Brief:
Extract, word for word, each line from the line holding "Query: pebble beach" through the end of the records. Omit every picture.

___ Items ___

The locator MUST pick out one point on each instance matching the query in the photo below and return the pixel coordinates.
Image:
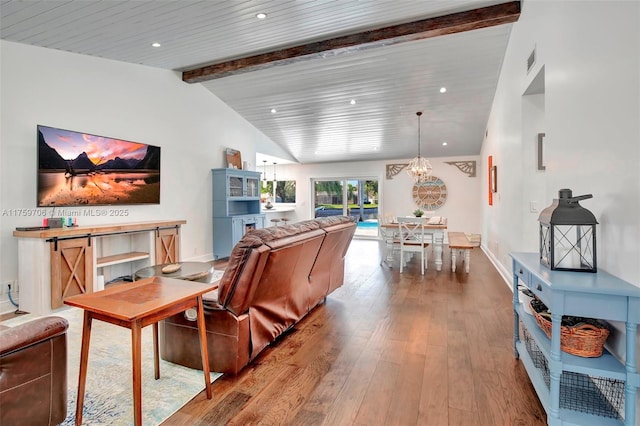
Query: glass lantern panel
(573, 247)
(545, 244)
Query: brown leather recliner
(275, 277)
(33, 372)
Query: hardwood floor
(387, 349)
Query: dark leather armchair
(33, 372)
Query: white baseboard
(504, 273)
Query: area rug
(108, 392)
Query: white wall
(115, 99)
(589, 112)
(462, 207)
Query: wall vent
(531, 60)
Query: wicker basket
(585, 339)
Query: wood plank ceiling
(358, 103)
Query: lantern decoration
(568, 234)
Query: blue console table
(576, 390)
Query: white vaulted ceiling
(315, 119)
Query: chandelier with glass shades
(419, 168)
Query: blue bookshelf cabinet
(576, 390)
(236, 208)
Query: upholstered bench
(458, 242)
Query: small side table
(190, 271)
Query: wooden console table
(575, 390)
(59, 262)
(135, 306)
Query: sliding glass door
(350, 197)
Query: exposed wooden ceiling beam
(426, 28)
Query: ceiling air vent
(531, 60)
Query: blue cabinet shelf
(576, 390)
(236, 208)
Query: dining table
(436, 228)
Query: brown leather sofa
(274, 278)
(33, 372)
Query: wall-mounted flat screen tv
(80, 169)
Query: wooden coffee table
(135, 306)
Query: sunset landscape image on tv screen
(76, 169)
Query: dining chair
(389, 241)
(413, 239)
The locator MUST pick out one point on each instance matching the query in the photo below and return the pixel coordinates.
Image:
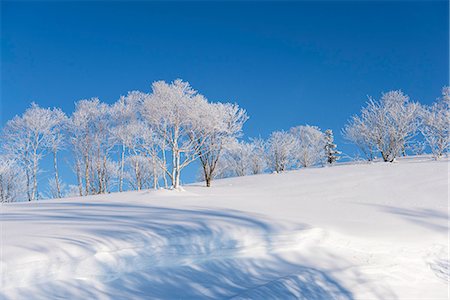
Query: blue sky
(286, 63)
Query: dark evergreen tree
(330, 148)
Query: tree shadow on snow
(122, 250)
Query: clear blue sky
(287, 63)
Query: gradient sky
(286, 63)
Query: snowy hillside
(368, 231)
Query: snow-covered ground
(367, 231)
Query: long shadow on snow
(170, 253)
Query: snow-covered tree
(359, 133)
(281, 147)
(310, 143)
(236, 159)
(224, 126)
(124, 125)
(435, 125)
(91, 142)
(257, 156)
(25, 139)
(388, 124)
(331, 153)
(55, 142)
(177, 114)
(12, 180)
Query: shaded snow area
(368, 231)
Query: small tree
(281, 148)
(226, 121)
(12, 180)
(435, 125)
(331, 153)
(310, 142)
(388, 125)
(26, 139)
(258, 157)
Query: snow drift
(368, 231)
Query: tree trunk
(34, 194)
(86, 175)
(122, 163)
(55, 166)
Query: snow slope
(368, 231)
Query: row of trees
(301, 146)
(392, 124)
(141, 140)
(145, 140)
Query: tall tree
(435, 125)
(388, 124)
(331, 153)
(177, 113)
(25, 139)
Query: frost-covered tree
(331, 153)
(124, 126)
(281, 147)
(257, 156)
(12, 180)
(359, 133)
(91, 142)
(236, 159)
(177, 114)
(435, 125)
(310, 143)
(224, 125)
(25, 139)
(388, 124)
(55, 142)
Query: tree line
(145, 140)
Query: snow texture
(366, 231)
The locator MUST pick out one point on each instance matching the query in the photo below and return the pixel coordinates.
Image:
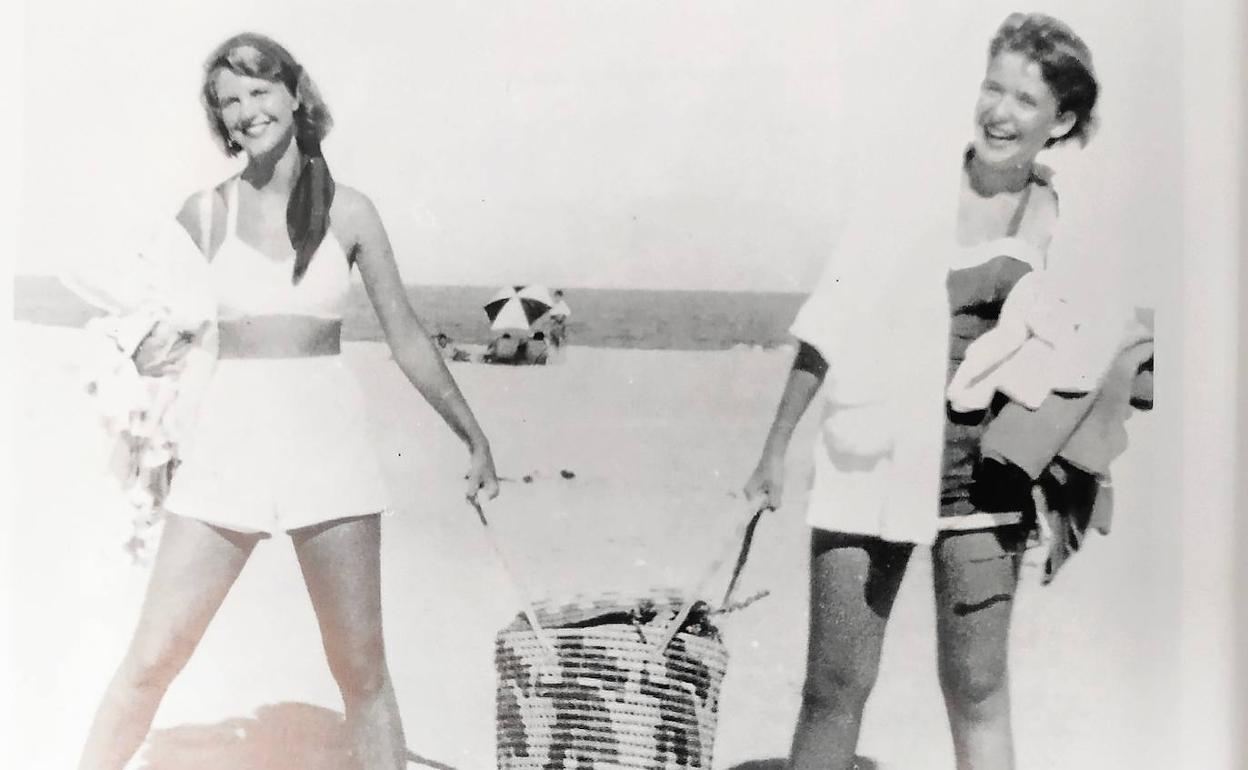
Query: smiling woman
(280, 442)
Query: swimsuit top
(247, 282)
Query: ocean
(600, 317)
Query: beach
(622, 469)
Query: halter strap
(232, 207)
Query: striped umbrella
(517, 307)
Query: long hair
(253, 55)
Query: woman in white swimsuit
(281, 442)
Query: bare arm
(805, 378)
(416, 355)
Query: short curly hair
(1065, 64)
(256, 55)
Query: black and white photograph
(550, 385)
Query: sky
(612, 144)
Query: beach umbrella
(517, 307)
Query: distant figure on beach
(559, 316)
(504, 348)
(879, 340)
(449, 350)
(281, 443)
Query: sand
(658, 443)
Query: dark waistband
(280, 337)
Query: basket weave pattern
(607, 699)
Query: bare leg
(341, 563)
(195, 567)
(853, 584)
(975, 577)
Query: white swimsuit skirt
(280, 443)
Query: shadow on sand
(860, 763)
(281, 736)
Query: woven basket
(609, 696)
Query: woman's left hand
(482, 477)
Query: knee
(841, 688)
(975, 690)
(360, 668)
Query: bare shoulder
(353, 209)
(204, 216)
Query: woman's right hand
(765, 487)
(162, 350)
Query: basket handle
(740, 542)
(517, 585)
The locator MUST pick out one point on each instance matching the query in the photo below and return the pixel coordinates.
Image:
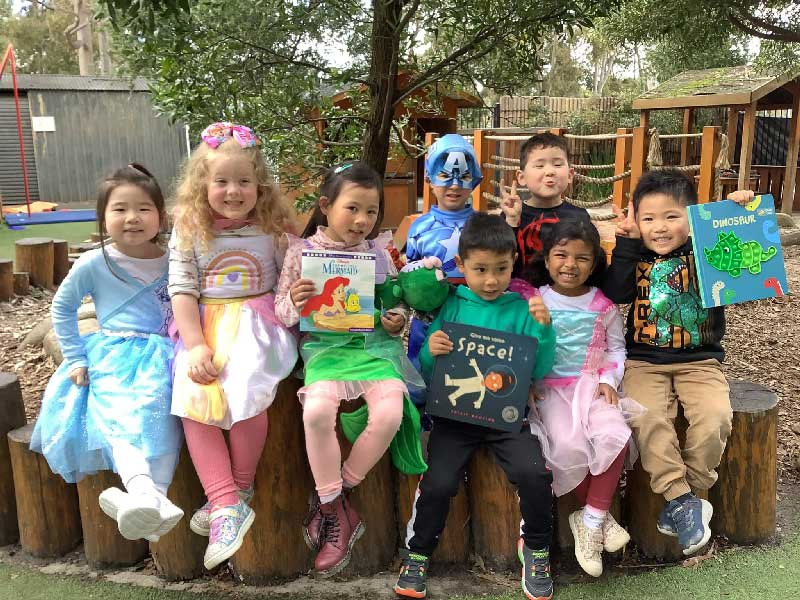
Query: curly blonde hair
(193, 217)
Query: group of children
(196, 340)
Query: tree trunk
(83, 9)
(383, 81)
(104, 49)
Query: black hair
(131, 174)
(542, 140)
(564, 231)
(487, 232)
(358, 173)
(668, 182)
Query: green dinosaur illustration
(730, 254)
(673, 302)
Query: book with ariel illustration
(485, 379)
(738, 251)
(345, 285)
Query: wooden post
(481, 145)
(12, 416)
(746, 154)
(274, 547)
(494, 508)
(622, 157)
(733, 127)
(35, 255)
(744, 496)
(792, 149)
(427, 197)
(644, 119)
(47, 506)
(21, 284)
(709, 152)
(60, 260)
(688, 119)
(639, 148)
(179, 554)
(103, 545)
(6, 280)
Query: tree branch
(424, 78)
(773, 32)
(409, 15)
(405, 145)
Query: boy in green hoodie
(486, 253)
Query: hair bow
(217, 133)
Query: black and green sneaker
(413, 573)
(536, 581)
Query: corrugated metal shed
(75, 82)
(100, 124)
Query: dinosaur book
(737, 251)
(485, 379)
(344, 299)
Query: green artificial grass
(737, 574)
(72, 232)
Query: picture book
(485, 379)
(737, 251)
(345, 287)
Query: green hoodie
(508, 312)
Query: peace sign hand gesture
(511, 204)
(626, 222)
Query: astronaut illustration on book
(478, 384)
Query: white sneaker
(108, 503)
(200, 522)
(588, 544)
(138, 516)
(614, 535)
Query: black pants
(450, 447)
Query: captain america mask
(451, 162)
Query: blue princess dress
(126, 406)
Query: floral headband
(217, 133)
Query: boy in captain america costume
(452, 171)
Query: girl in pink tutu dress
(580, 417)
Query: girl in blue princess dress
(108, 404)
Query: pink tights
(222, 472)
(324, 455)
(597, 491)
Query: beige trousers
(702, 390)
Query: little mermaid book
(737, 250)
(345, 286)
(485, 379)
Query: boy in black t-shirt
(544, 169)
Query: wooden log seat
(35, 255)
(744, 496)
(12, 416)
(47, 506)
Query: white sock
(593, 517)
(141, 484)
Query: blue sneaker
(690, 518)
(665, 524)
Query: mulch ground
(762, 345)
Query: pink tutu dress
(579, 433)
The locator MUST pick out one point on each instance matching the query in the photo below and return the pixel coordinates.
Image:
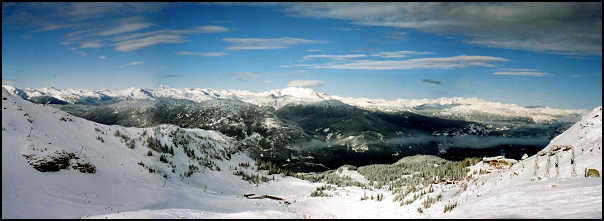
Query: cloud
(417, 63)
(246, 76)
(135, 44)
(91, 10)
(8, 81)
(266, 43)
(334, 57)
(346, 29)
(522, 73)
(430, 81)
(172, 76)
(52, 27)
(211, 29)
(81, 53)
(398, 35)
(556, 27)
(306, 83)
(131, 63)
(204, 54)
(97, 25)
(90, 45)
(399, 54)
(124, 28)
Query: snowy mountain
(56, 165)
(470, 109)
(550, 184)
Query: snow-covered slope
(550, 184)
(120, 181)
(454, 107)
(120, 187)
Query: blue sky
(529, 54)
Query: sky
(530, 54)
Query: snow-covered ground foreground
(122, 188)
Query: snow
(122, 189)
(452, 106)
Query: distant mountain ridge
(457, 108)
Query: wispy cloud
(569, 28)
(211, 29)
(246, 76)
(204, 54)
(399, 54)
(52, 27)
(430, 81)
(306, 83)
(81, 53)
(267, 43)
(124, 28)
(90, 45)
(346, 29)
(417, 63)
(131, 64)
(135, 44)
(522, 73)
(172, 76)
(333, 57)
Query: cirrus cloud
(306, 83)
(267, 43)
(555, 27)
(417, 63)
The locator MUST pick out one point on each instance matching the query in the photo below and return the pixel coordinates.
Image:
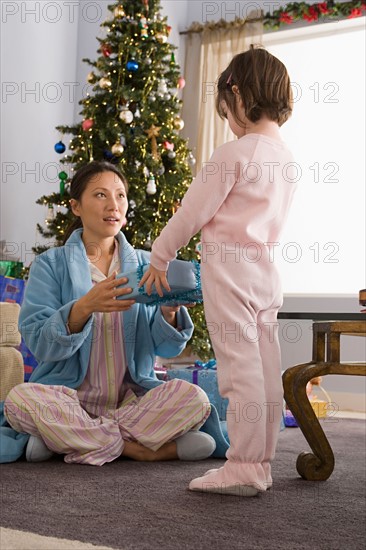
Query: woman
(94, 396)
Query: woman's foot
(192, 445)
(36, 450)
(195, 445)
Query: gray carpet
(144, 506)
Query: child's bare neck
(264, 127)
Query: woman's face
(103, 206)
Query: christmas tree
(130, 117)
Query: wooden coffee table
(327, 331)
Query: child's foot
(227, 482)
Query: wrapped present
(205, 376)
(11, 269)
(11, 289)
(29, 361)
(184, 280)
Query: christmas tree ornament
(132, 66)
(152, 133)
(175, 207)
(119, 12)
(117, 149)
(181, 82)
(198, 248)
(126, 115)
(106, 50)
(105, 83)
(87, 124)
(50, 214)
(162, 87)
(191, 160)
(60, 147)
(91, 77)
(148, 244)
(108, 155)
(151, 186)
(178, 123)
(63, 177)
(161, 37)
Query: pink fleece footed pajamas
(240, 201)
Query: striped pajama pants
(56, 414)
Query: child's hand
(154, 276)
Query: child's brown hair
(263, 83)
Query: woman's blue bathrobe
(59, 277)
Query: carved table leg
(320, 465)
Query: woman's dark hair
(263, 84)
(80, 181)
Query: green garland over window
(292, 13)
(301, 11)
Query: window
(322, 249)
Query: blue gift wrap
(203, 375)
(184, 278)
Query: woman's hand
(154, 276)
(101, 298)
(170, 314)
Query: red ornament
(106, 50)
(311, 14)
(356, 12)
(323, 8)
(87, 124)
(286, 18)
(181, 82)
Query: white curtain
(207, 54)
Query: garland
(291, 13)
(301, 11)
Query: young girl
(240, 201)
(94, 395)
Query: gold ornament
(178, 123)
(160, 37)
(126, 115)
(117, 149)
(152, 133)
(105, 83)
(119, 12)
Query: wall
(43, 78)
(38, 67)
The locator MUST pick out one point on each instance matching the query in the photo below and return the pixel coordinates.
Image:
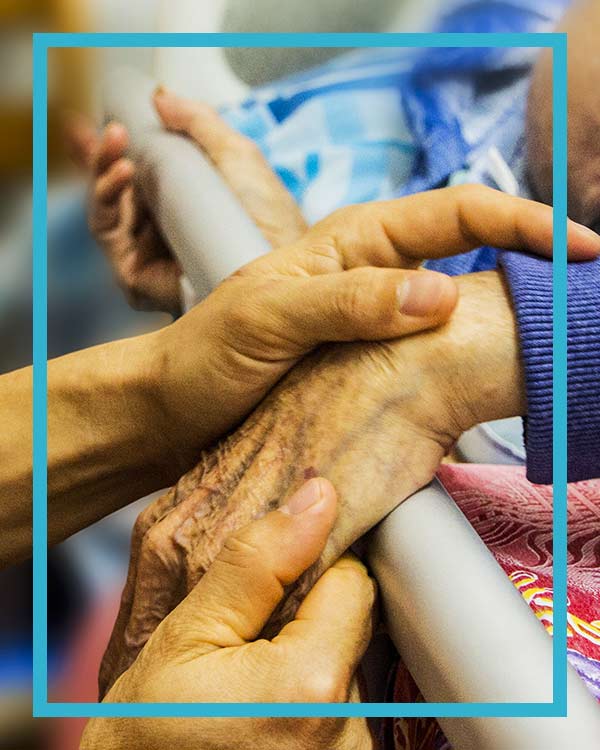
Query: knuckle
(324, 687)
(355, 575)
(362, 300)
(157, 548)
(240, 551)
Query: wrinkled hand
(206, 649)
(123, 224)
(374, 418)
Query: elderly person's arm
(129, 417)
(208, 649)
(376, 416)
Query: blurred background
(84, 306)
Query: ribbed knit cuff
(530, 279)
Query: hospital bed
(458, 623)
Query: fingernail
(587, 234)
(420, 294)
(308, 495)
(161, 90)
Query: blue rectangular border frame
(41, 706)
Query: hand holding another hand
(206, 649)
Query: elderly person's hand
(380, 415)
(207, 650)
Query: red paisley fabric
(514, 519)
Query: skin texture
(349, 413)
(207, 648)
(582, 23)
(123, 225)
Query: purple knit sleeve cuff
(530, 280)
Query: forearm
(105, 446)
(375, 419)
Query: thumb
(240, 590)
(81, 139)
(332, 630)
(364, 303)
(202, 123)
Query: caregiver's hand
(340, 282)
(206, 649)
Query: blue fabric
(378, 124)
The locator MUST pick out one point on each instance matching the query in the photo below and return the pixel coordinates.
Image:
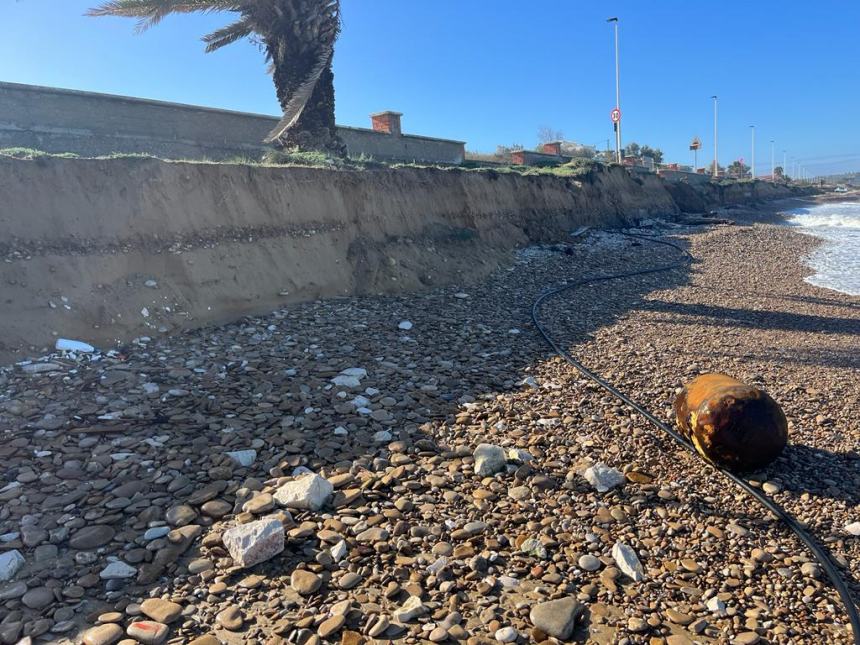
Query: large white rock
(254, 542)
(117, 571)
(10, 563)
(853, 528)
(243, 458)
(489, 459)
(603, 478)
(309, 492)
(627, 561)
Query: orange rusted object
(735, 425)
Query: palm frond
(296, 105)
(227, 35)
(151, 12)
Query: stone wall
(91, 124)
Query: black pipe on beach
(819, 552)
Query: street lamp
(617, 94)
(752, 163)
(716, 164)
(772, 166)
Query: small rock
(557, 618)
(147, 632)
(626, 559)
(305, 582)
(309, 492)
(10, 563)
(603, 478)
(489, 459)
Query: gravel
(402, 539)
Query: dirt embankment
(107, 250)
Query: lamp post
(772, 166)
(617, 94)
(752, 162)
(716, 164)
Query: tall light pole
(752, 163)
(617, 94)
(772, 166)
(716, 164)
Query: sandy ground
(138, 440)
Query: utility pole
(752, 163)
(716, 163)
(617, 94)
(772, 166)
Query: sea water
(837, 261)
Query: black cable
(782, 515)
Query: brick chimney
(552, 148)
(387, 122)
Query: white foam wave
(836, 262)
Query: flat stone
(603, 478)
(310, 492)
(102, 635)
(556, 618)
(489, 459)
(254, 542)
(10, 563)
(627, 561)
(230, 618)
(91, 537)
(148, 632)
(161, 611)
(305, 582)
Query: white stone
(411, 609)
(628, 563)
(310, 492)
(254, 542)
(603, 478)
(155, 533)
(338, 551)
(853, 528)
(117, 571)
(243, 458)
(716, 606)
(489, 459)
(382, 436)
(10, 563)
(519, 455)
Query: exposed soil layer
(113, 448)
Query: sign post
(695, 144)
(615, 115)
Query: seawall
(105, 250)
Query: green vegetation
(298, 39)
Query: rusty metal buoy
(734, 425)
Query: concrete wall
(90, 124)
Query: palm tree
(298, 39)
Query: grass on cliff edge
(277, 158)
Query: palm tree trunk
(315, 129)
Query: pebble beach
(421, 468)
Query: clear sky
(493, 71)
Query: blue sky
(493, 71)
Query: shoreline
(164, 415)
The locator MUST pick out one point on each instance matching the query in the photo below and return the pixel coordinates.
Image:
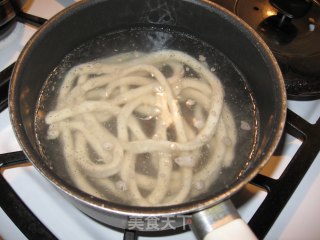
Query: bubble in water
(199, 185)
(185, 161)
(121, 185)
(198, 123)
(190, 102)
(245, 126)
(202, 58)
(107, 146)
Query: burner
(292, 31)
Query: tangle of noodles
(169, 89)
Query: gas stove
(280, 203)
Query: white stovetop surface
(299, 219)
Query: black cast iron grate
(278, 191)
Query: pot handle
(221, 221)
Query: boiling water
(237, 96)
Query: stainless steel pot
(206, 20)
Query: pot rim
(110, 207)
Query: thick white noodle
(101, 115)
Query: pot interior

___

Answer to the task:
Query: pebble beach
(421, 468)
Query: clear sky
(493, 71)
Query: blue sky
(493, 71)
Query: shoreline
(164, 415)
The locator MUST pick out one point on each instance matching the query in the photo below and return the pixel coordinates.
Image:
Query: bubble in water
(199, 185)
(185, 161)
(121, 185)
(198, 123)
(190, 102)
(245, 126)
(202, 58)
(107, 146)
Query: burner
(292, 31)
Query: tangle of noodles
(169, 89)
Query: gas stove
(280, 203)
Query: white stovetop surface
(299, 219)
Query: black cast iron grate
(278, 191)
Query: pot handle
(221, 221)
Query: boiling water
(237, 96)
Query: stainless steel pot
(206, 20)
Query: pot rim
(110, 207)
Query: thick white noodle
(101, 115)
Query: pot interior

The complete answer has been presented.